** Page text follows **
Residual enzymatic activity of the tetanus toxin light chain present in tetanus toxoid batches used for vaccine production.

The light chain of tetanus neurotoxin (TeNT) is a zinc-dependent metalloprotease which specifically cleaves the synaptic vesicle protein synaptobrevin. This crucial mechanism of tetanus toxicity leads to a blockade of inhibitory neurotransmitter release. We recently reported the development of a highly sensitive endopeptidase assay for the specific in vitro detection of active TeNT based on this proteolytic feature. Using this method, we could show that formaldehyde-inactivated TeNT preparations (toxoids), which are used for the production of tetanus vaccines, contain a high residual synaptobrevin-cleaving activity. Such an activity was detected in numerous tetanus toxoid batches obtained from several vaccine manufacturers which did not display any in vivo toxicity in the obligatory animal tests. The enzymatic activity could be attributed to the presence of free TeNT light chains whose function had not been restrained by the formaldehyde treatment, but which lack the functional heavy chain necessary for entering neurons in vivo. To our knowledge, this is the first report describing a residual proteolytic activity in tetanus toxoids.

An in vitro assay for detection of tetanus neurotoxin activity: using antibodies for recognizing the proteolytically generated cleavage product.

Tetanus neurotoxin (TeNT(1)) is a bacterial protease which specifically cleaves the vesicle protein synaptobrevin-2 (vesicle associated membrane protein-2, VAMP-2). This proteolytic feature of the toxin has been used to develop a sensitive endopeptidase assay for the detection of TeNT activity as an alternative to the in vivo assay for TeNT toxicity. Recombinant synaptobrevin-2 (rSyb2) is immobilized onto a microtiter plate, and the cleavage of immobilized rSyb2 by TeNT is detected with a polyclonal antibody directed against the newly generated C-terminus of the cleavage product. This antibody is shown to be a highly specific tool for detecting rSyb2 proteolysis by TeNT. The method reaches a detection limit of less than 1pg TeNT/ml. To our knowledge, this is the most sensitive in vitro assay for the detection of TeNT activity, and it is easy to perform. Besides, the assay can also detect the activity of botulinum neurotoxin type B (BoNT/B). The method can be applied to examine the toxicity of TeNT or BoNT/B preparations as well as the influence of chemicals on TeNT and BoNT/B activity. In the future, the assay may also serve as a basis for the replacement of the in vivo safety control of tetanus vaccines.
** End of Page text **
** Available data follows **
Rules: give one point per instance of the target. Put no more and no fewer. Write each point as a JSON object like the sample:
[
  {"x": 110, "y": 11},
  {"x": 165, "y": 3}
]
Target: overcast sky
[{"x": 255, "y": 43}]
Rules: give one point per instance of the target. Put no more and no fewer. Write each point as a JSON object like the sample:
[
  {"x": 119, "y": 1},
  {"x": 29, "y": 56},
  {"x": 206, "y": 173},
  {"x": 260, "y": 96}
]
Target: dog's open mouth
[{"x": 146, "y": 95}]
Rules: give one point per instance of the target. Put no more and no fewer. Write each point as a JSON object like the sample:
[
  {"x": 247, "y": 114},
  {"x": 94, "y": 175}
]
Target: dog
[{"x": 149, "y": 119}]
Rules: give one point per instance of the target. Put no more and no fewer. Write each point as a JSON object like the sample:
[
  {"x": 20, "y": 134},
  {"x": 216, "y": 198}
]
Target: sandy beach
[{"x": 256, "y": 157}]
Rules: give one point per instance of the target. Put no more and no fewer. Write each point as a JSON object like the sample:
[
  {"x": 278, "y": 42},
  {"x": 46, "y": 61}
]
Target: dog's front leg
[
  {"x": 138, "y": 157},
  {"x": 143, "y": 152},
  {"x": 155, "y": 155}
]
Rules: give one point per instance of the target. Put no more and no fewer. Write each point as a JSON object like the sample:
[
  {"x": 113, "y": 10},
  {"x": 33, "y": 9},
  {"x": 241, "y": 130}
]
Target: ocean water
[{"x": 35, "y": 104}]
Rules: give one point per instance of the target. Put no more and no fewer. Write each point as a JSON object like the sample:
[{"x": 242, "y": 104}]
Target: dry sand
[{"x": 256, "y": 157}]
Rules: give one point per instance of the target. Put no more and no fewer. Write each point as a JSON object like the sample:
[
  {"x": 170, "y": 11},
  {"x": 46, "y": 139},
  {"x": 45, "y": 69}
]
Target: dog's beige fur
** End of Available data **
» Your tasks:
A) How would you put this sentence from the tetanus toxin text into Spanish: "This antibody is shown to be a highly specific tool for detecting rSyb2 proteolysis by TeNT."
B) Can you continue the tetanus toxin text, beginning right after its final sentence?
The listing has no role here.

» Responses:
A) Se demuestra que este anticuerpo es una herramienta altamente específica para detectar la proteólisis de rSyb2 por la TeNT.

B)
In vitro determination of specific toxicity in tetanus vaccines.

Tetanus vaccine is prepared from detoxified tetanus neurotoxin. To ensure the absence of residual toxin activity or to exclude the reversion to toxicity reliable control testing is based on in vivo methods, because no in vitro assay provides the required specificity and sensitivity. Tetanus neurotoxin is a 150 kDa protein produced by Clostridium tetani. The 50 kDa light chain of this neurotoxin belongs to the family of zinc metalloproteases. It cleaves synaptobrevin, a small synaptic vesicle protein, which is involved in neuroexocytosis, at the single Q76-F77 peptide bond. To develop a sensitive in vitro assay capable of quantifying the proteolytic activity of this toxin, we used as substrate a recombinant fragment of synaptobrevin2 (1-97). For detecting the cleavage products a peptide antibody raised against the N-terminal cleavage site was used. In Western Blot analysis only the cleaved substrate was detected while the uncleaved substrate showed no signal. In different approaches, recombinant synaptobrevin was either (i) bound to a microtitre plate, reduced toxin was added and the N-terminal cleavage product was detected by a specific antibody or (ii) the cleavage was performed in test tubes, the samples were transferred to a microtitre plate and immobilised cleavage products were detected. When toxoid or crude toxin is used, non-specific cleavage of synaptobrevin substrate occurs. Depending on the toxoid used different patterns of degradation of substrate are visible in Western Blots. Different protease inhibitors and reaction conditions seem to have an effect on the inhibition of this non-specific cleavage.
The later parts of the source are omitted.